**SET TASK A:**
Copy out the rows word for word, covering the stretch from the row that contains "Reviewer note: every instance of the blurred" through the final row, with both ends included.

**TEXT PROVIDED:**
····················

[R] Do you use R for data manipulation?

Paul Emberson lists at calidasoft.co.uk
Wed May 6 12:44:29 CEST 2009


I also use the approach Philipp describes below.  I use Python and shell 
scripts for processing thousands of input files and getting all the data 
into one tidy csv table.  From that point onwards it's R all the way 
(often with the reshape package).

Paul

Philipp Pagel wrote:
> On Wed, May 06, 2009 at 12:22:45AM -0400, Farrel Buchinsky wrote:
>> Is R an appropriate tool for data manipulation and data reshaping and data
>> organizing? I think so but someone who recently joined our group thinks not.
>> The new recruit believes that python or another language is a far better
>> tool for developing data manipulation scripts that can be then used by
>> several members of our research group.
> 
> 
> I happily use both approaches depending on the original format the
> data come in:
> 
> For data that are not in a "well behaved" format and require actual
> parsing, I tend to use Python scripts for transmogrifying the data
> into nice and tidy tables (and maybe some very basic filtering). For
> everything after that I prefer R. I also use Python if the relevant
> data needs to be harvested and assembled from many differnt sources
> (e.g. data files + web + databases).

····················

**DATA TO PROCESS:**
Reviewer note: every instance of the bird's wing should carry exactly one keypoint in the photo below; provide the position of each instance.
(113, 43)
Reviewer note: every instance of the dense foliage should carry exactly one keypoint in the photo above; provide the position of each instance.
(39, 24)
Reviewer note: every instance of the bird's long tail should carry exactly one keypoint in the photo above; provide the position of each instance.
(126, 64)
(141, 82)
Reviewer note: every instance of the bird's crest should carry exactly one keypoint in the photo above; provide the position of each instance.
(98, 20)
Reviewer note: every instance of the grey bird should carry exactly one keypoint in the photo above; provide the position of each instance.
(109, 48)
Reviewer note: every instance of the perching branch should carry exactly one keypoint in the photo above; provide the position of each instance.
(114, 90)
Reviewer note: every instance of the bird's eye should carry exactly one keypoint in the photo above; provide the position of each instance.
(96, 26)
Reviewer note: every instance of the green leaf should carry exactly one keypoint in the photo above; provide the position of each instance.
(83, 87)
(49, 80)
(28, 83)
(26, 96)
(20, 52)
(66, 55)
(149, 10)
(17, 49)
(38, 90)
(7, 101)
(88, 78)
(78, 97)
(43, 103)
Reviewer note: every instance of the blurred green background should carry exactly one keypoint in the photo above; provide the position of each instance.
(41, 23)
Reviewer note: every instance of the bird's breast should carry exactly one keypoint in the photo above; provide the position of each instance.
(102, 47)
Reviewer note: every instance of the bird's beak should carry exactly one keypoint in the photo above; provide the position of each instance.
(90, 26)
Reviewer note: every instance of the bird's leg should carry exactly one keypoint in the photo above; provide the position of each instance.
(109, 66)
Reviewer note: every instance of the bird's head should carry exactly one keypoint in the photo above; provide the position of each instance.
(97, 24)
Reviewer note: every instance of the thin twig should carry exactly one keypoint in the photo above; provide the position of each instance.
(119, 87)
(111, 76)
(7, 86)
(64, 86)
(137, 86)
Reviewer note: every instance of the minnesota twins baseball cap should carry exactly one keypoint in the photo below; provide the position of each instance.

····················

**SET TASK B:**
In the thread about using R for data manipulation, which package does Paul say he often uses with R?

**TASK SOLUTION A:**
Reviewer note: every instance of the blurred green background should carry exactly one keypoint in the photo above; provide the position of each instance.
(41, 23)
Reviewer note: every instance of the bird's breast should carry exactly one keypoint in the photo above; provide the position of each instance.
(102, 47)
Reviewer note: every instance of the bird's beak should carry exactly one keypoint in the photo above; provide the position of each instance.
(90, 26)
Reviewer note: every instance of the bird's leg should carry exactly one keypoint in the photo above; provide the position of each instance.
(109, 66)
Reviewer note: every instance of the bird's head should carry exactly one keypoint in the photo above; provide the position of each instance.
(97, 24)
Reviewer note: every instance of the thin twig should carry exactly one keypoint in the photo above; provide the position of each instance.
(119, 87)
(111, 76)
(7, 86)
(64, 86)
(137, 86)
Reviewer note: every instance of the minnesota twins baseball cap should carry exactly one keypoint in the photo below; provide the position of each instance.

**TASK SOLUTION B:**
The reshape package.